→ Exercise description
Locate each line below that contains the word "shelf", and copy those lines.

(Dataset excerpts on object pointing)
○ ○ ○ ○ ○ ○ ○

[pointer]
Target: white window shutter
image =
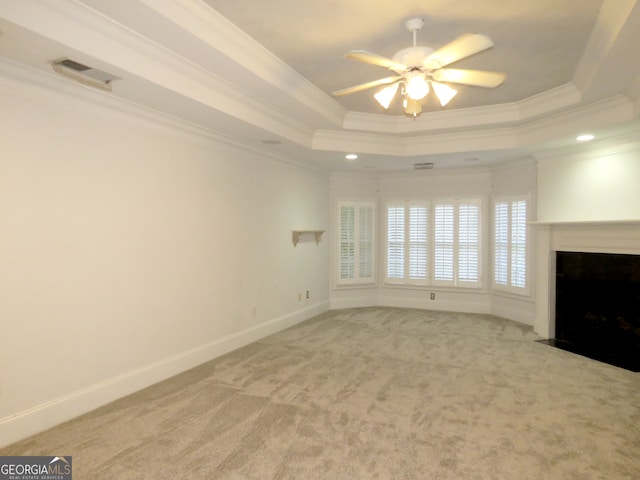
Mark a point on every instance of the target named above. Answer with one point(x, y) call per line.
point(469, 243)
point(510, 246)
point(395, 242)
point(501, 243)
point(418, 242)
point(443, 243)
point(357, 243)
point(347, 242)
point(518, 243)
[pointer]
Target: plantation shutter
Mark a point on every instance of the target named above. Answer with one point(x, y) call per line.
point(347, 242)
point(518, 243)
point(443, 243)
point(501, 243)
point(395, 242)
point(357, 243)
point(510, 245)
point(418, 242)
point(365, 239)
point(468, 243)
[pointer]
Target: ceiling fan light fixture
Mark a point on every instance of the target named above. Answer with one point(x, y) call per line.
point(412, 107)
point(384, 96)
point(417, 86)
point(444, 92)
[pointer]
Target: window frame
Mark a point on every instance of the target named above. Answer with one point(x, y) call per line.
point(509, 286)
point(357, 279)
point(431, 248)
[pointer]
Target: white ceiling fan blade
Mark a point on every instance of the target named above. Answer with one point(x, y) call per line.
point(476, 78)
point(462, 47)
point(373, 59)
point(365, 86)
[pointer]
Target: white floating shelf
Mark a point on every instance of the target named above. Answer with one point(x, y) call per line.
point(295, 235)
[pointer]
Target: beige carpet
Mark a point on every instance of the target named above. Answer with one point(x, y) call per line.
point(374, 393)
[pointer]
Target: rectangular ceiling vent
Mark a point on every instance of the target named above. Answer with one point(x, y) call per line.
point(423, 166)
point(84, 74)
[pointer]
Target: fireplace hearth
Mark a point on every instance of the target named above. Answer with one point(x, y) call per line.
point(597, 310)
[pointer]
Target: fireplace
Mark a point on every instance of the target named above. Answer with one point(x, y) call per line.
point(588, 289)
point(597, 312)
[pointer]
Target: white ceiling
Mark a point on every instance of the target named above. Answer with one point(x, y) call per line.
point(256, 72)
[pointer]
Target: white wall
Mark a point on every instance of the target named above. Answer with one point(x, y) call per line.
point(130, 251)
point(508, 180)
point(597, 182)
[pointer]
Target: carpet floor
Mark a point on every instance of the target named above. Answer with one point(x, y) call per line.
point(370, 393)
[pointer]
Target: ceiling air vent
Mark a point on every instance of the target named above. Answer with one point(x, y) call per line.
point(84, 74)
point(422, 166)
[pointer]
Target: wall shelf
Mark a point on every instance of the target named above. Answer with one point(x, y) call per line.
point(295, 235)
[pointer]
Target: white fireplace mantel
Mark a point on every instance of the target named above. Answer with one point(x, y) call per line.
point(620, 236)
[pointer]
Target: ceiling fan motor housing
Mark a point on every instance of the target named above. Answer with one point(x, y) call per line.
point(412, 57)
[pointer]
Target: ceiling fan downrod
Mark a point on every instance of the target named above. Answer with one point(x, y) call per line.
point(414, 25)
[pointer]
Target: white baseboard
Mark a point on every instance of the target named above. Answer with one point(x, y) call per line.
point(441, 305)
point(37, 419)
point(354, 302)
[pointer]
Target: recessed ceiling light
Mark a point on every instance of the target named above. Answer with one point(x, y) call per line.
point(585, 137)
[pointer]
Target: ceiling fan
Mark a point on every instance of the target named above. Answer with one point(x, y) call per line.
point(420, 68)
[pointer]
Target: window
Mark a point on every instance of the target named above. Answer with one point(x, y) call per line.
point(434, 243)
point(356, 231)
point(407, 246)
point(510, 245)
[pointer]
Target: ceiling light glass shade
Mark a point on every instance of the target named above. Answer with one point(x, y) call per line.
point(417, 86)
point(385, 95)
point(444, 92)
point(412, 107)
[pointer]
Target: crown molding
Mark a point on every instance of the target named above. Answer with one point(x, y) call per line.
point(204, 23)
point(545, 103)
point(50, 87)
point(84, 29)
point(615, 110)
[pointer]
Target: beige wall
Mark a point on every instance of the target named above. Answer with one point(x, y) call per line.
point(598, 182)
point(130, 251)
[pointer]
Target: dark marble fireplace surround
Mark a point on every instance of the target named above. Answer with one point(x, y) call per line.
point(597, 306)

○ ○ ○ ○ ○ ○ ○

→ Exercise result
Target: white floating shelf
Target: wall shelf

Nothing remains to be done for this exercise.